== WHAT YOU NEED TO DO ==
Count how many lines in the records below contain the word "white". Reply with the number only.

== DATASET ENTRIES ==

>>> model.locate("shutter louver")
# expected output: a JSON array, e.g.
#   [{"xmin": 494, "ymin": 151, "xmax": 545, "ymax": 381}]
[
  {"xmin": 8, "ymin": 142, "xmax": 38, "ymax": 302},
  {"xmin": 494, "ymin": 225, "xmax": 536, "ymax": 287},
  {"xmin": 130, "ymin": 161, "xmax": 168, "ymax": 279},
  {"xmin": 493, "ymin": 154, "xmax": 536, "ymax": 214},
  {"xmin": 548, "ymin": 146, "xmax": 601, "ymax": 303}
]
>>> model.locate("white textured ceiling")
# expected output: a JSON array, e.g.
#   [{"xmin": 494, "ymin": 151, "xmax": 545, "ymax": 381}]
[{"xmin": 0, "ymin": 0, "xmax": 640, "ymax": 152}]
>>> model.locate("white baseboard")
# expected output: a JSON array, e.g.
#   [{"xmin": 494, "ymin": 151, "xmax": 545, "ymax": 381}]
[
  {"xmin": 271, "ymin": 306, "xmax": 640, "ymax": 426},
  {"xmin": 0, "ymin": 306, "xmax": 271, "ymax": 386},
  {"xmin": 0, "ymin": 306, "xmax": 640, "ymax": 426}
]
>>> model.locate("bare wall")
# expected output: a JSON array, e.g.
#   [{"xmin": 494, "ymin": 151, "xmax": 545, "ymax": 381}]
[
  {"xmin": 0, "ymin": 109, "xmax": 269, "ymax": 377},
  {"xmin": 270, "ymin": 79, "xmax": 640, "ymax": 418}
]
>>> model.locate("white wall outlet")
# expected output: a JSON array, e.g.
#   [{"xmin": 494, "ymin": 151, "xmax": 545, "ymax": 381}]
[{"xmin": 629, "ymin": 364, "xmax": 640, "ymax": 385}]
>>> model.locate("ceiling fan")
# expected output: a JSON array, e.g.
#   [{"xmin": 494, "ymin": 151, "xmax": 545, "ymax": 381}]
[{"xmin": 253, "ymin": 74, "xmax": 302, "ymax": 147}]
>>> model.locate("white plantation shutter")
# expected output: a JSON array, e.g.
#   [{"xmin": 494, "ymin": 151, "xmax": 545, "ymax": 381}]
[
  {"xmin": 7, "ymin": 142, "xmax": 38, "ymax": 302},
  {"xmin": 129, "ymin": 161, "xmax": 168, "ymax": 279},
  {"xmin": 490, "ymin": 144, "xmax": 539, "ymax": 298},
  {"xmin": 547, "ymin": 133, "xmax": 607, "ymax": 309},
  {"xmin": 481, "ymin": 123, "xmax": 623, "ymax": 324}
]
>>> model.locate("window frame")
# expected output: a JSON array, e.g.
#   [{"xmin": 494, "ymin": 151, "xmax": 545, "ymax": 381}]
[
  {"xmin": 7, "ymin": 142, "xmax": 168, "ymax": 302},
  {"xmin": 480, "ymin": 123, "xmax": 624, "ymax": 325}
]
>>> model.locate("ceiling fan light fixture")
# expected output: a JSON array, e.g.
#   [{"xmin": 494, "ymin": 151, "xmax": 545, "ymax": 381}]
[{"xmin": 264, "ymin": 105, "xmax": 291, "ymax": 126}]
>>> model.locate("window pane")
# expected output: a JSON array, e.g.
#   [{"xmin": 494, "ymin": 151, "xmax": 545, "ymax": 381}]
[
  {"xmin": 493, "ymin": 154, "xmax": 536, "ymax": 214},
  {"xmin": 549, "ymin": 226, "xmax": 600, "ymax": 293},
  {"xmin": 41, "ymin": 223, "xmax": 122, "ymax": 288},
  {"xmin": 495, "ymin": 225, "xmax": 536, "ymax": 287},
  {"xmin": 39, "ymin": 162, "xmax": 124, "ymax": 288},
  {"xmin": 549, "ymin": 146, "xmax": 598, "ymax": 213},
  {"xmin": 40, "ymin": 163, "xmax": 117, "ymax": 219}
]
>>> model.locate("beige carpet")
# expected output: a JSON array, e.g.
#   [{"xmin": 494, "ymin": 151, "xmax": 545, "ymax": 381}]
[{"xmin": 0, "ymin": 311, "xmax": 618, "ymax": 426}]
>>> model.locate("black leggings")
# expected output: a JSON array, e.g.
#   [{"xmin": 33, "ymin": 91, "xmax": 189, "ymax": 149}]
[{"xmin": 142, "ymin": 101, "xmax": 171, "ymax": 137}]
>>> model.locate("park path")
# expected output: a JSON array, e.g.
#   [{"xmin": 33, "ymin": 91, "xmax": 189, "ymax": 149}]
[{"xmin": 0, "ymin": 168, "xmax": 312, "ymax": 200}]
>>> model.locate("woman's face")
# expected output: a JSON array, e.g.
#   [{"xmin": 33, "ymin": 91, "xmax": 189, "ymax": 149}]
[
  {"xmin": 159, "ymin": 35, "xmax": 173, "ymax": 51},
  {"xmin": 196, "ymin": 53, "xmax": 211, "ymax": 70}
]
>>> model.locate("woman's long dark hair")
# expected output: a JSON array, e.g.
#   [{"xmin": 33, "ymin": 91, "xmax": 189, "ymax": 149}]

== TASK RESPONSE ==
4